• What is asked
Pull out every line in the records below that contains the string "driver", and copy each one unchanged.

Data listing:
>> begin
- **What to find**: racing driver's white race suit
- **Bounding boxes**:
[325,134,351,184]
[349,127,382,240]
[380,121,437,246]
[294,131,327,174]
>> end
• Response to this task
- **What to find**: racing driver's white race suit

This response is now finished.